As I pulled my pants off to see what the damage was, my flesh peeled off with it. The pain alone was indescribable, but having to look at my own flesh come off as I took my pants off reacted something in my mind. I looked over at the mirror in that moment of crisis and shouted “God I don’t want this anymore; I don’t want to live like this anymore.”
I thought I had put the fire out but because the house was so old, the insulation was kenneling the heat in that room. It got to the point that I could not go past the top stairs because the heat was so heavy and filled with black smoke. This was about two o’clock in the morning when this whole scene happened. The fire department came, did their job and just left. No police at all.
My phone was dead, so all I could do was crawl over to the other house with 12 inches of snow on the ground while I was in my boxers. I played doctor on myself to wrap up my scorched leg. I squeezed a tube of Neosporin, wrapped it with a grey sweatshirt and sealed it off with duct tape.
I had passed out from pain, exhaustion and dehydration in the house next door. When I finally woke up, it was close to morning because the sky was still dark, but the sun was starting to peak over the horizon. I had completely forgotten about asking God for a change of life, and my first thoughts were how can I use and how can I run. As I hobbled over to the window to see what was happening next door, I looked out and saw those blue and red lights flashing. The state police, the county police, the city police, the fire department, an ambulance, the news, and the people in the neighborhood, all surrounding the house. I was paralyzed with fear knowing this was too much to handle in one night and all hope of having any future at all had vanished.
I hid between the second-floor ceiling and the third-level floorboards. Rhea refused to leave me in the condition I was in regardless of the impending consequences and ignoring my pleas to save herself from me while she still could. Eventually, the others we thought we could save inadvertently saved us by informing the police where we were hiding. They came like a well-versed and trained army.
When I was finally found, still pocketing a syringe in hopes of one last high, I was taken to the hospital to be treated for my injuries. Less than 24 hours after my surgery and skin graph, they arrested me.
After a couple of days in, I had asked the guards for a book to have because I had zero-to-limited human contact. They handed me a Bible. There I was — with only God’s words and myself in that medically segregated jail cell for two weeks.
It was so painful that I cried every day for 14 days: about how bad I felt about who I was, how I had hurt Rhea, her kids, my friends, and what I had done to my family and all those I had been near through this war with my disease.
For me to become clean, I had to be forced and had to lose everything.
All the guilt and all the shame came out in that cell. It was so very painful spiritually, emotionally and physically. But then it happened! The day had come when God helped me remember what I begged so dearly and earnestly for: a real change of life. A true transformation of what made me in mind, body and spirit.

········

■ Problem details
Copy everything in the recovery account from "After a couple" down to "to lose everything.", swapping "guards" for "officers". You won't need the material that follows for anything.

■ Provided data
········

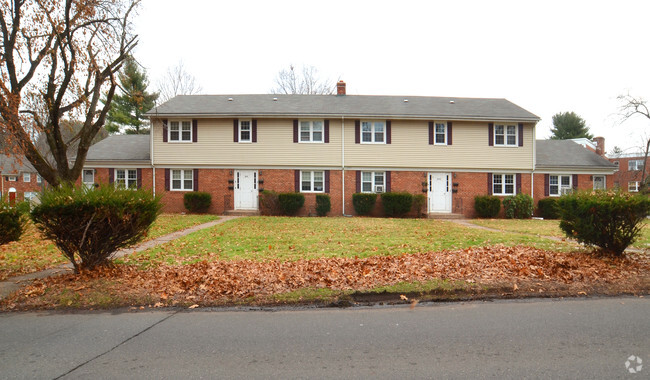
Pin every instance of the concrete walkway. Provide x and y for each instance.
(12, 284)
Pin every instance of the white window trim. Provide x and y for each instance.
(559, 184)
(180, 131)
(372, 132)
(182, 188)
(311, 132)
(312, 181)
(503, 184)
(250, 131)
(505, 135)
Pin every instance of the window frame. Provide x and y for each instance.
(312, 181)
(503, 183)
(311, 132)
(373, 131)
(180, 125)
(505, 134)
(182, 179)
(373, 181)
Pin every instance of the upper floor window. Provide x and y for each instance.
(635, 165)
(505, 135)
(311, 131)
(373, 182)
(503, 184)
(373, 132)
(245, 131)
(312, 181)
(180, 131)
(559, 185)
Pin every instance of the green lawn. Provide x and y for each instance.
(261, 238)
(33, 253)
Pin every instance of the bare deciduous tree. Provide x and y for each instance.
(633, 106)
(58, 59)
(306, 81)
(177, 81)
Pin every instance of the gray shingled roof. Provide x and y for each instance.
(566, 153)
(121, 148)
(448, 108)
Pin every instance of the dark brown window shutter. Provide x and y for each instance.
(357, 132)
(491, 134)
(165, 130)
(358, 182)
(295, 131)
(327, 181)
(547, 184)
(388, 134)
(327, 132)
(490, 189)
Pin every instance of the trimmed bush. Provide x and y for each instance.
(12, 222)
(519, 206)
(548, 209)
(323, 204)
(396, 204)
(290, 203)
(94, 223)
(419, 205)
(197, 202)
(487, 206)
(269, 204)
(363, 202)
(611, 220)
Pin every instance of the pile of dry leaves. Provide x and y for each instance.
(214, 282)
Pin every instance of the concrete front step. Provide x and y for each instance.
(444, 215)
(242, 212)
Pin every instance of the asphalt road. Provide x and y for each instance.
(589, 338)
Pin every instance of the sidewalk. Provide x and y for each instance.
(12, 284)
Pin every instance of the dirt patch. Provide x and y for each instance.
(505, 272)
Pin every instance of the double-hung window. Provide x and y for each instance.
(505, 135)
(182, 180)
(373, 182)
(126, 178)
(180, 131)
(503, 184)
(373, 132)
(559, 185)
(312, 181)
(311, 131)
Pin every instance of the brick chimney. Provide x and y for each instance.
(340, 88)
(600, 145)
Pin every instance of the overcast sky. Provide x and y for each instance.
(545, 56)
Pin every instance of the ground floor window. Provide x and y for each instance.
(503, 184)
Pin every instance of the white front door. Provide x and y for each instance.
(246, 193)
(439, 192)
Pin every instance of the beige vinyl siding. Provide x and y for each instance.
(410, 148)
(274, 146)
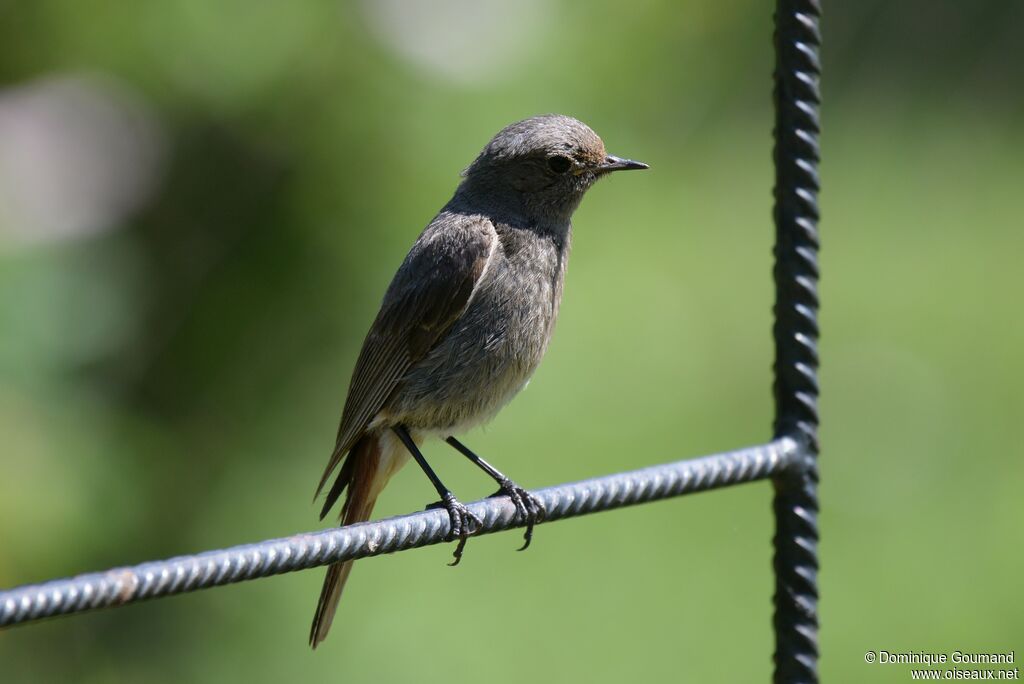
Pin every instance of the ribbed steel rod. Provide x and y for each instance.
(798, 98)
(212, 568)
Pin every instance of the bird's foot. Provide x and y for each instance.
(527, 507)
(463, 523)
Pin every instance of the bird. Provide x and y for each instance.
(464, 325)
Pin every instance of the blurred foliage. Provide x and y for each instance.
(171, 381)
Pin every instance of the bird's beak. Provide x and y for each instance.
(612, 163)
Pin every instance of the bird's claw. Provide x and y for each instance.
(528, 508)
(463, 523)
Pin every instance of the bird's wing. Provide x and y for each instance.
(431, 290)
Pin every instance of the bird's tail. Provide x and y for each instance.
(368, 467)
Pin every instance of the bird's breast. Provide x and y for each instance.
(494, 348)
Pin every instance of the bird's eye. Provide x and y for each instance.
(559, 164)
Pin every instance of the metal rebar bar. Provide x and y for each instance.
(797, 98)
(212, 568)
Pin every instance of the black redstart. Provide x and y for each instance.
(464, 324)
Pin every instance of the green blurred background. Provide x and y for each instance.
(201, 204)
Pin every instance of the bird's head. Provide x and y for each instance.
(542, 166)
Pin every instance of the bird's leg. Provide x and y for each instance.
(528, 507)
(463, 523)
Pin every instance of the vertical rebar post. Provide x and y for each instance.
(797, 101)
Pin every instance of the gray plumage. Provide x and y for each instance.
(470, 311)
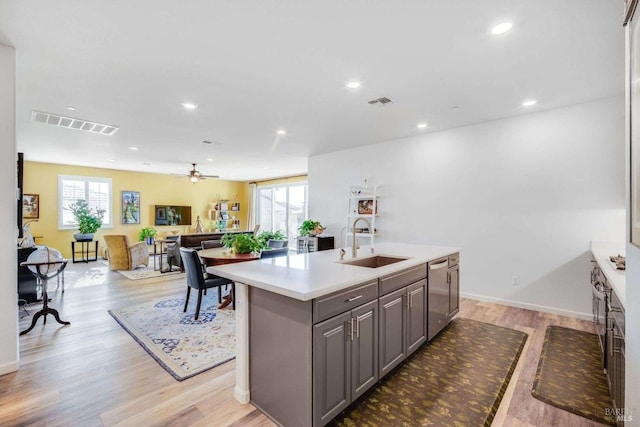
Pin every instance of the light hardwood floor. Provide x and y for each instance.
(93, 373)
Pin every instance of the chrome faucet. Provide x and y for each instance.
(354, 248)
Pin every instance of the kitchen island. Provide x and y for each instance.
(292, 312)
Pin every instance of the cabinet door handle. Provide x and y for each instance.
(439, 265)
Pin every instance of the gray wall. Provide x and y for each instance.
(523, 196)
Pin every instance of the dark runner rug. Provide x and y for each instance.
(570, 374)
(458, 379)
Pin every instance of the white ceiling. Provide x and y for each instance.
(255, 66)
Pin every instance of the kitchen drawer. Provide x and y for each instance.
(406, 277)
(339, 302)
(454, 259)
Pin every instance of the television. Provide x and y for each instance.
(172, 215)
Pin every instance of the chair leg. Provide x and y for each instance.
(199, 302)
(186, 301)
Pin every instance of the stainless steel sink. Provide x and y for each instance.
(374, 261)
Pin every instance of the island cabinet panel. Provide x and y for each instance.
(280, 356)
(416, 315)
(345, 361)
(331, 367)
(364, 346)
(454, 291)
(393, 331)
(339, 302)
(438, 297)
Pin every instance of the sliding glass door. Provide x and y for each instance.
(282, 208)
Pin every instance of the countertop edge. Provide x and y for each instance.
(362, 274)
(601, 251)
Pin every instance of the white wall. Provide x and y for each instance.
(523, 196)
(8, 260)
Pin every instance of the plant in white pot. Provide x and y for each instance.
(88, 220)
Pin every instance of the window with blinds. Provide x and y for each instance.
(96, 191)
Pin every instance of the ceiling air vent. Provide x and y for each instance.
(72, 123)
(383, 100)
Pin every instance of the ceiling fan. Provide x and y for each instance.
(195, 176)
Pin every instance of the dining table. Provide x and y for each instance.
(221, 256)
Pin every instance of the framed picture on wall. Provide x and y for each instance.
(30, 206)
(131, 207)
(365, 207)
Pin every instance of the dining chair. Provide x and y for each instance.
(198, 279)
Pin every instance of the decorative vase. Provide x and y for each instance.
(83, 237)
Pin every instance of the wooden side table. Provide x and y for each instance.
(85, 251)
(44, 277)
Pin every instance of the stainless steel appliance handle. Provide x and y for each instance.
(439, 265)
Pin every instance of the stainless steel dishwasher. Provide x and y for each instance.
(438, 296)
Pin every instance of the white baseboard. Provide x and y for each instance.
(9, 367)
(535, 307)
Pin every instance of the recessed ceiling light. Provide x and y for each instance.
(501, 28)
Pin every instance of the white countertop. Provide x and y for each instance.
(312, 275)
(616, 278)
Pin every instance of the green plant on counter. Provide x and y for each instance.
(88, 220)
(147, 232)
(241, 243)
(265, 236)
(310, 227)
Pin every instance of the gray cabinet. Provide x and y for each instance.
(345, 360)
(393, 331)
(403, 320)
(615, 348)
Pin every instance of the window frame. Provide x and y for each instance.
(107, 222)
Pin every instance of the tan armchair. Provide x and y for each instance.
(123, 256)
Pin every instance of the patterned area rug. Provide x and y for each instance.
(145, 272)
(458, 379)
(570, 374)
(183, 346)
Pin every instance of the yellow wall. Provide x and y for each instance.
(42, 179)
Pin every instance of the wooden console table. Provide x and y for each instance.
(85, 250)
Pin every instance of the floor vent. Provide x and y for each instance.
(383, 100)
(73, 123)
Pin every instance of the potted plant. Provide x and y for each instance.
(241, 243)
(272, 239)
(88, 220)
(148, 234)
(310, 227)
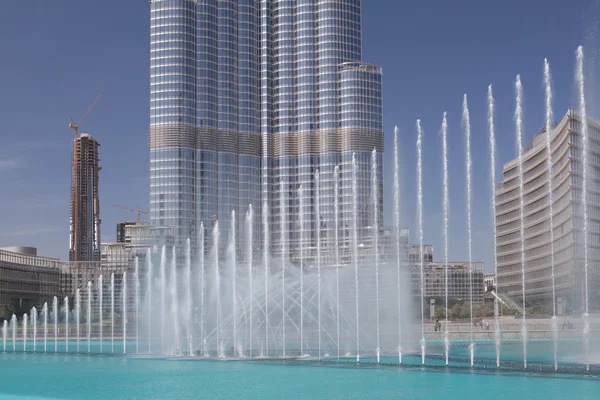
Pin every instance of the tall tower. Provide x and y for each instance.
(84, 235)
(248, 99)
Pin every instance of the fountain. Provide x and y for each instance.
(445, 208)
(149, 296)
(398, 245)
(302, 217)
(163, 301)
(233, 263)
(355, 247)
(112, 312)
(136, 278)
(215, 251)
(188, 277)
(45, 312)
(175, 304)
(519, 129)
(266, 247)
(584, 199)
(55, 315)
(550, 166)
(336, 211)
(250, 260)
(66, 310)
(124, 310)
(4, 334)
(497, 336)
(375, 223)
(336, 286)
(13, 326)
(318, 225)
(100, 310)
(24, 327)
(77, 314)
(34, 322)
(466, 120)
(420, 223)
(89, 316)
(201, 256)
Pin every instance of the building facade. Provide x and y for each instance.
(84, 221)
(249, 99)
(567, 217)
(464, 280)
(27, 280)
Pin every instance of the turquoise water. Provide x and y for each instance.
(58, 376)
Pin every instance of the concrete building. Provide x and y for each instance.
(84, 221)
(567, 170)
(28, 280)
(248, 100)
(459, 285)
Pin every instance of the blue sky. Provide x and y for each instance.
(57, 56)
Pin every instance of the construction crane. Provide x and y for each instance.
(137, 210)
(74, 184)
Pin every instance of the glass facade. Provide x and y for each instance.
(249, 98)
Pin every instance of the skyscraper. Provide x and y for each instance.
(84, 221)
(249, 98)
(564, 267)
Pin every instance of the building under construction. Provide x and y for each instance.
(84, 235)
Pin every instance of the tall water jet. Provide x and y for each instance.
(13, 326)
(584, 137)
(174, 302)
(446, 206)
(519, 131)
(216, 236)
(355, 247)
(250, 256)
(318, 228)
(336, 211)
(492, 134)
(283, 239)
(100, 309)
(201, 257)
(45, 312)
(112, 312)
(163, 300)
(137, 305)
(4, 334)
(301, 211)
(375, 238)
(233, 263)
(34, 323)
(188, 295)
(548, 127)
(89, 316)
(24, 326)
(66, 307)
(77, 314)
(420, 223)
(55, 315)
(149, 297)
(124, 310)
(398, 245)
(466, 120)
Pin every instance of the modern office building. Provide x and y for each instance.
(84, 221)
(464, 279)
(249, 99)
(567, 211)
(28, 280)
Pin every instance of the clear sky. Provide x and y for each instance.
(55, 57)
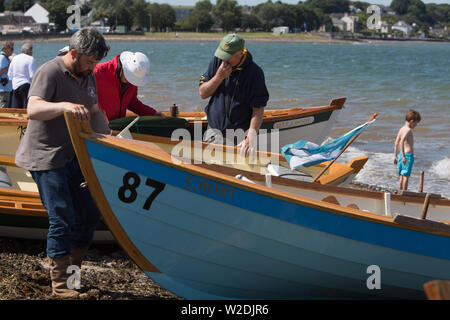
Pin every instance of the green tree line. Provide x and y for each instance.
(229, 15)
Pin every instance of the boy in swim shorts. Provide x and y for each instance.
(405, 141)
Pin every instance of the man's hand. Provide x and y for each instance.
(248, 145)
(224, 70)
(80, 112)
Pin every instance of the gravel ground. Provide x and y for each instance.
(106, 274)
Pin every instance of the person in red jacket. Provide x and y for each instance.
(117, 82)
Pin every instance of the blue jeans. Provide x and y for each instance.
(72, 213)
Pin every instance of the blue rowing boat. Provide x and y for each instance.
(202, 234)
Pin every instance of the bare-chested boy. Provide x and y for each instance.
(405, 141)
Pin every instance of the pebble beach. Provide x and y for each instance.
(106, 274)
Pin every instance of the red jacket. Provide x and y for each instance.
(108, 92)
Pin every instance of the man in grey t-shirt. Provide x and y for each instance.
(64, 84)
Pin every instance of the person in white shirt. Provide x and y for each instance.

········

■ Reply
After a couple of days in, I had asked the officers for a book to have because I had zero-to-limited human contact. They handed me a Bible. There I was — with only God’s words and myself in that medically segregated jail cell for two weeks.
It was so painful that I cried every day for 14 days: about how bad I felt about who I was, how I had hurt Rhea, her kids, my friends, and what I had done to my family and all those I had been near through this war with my disease.
For me to become clean, I had to be forced and had to lose everything.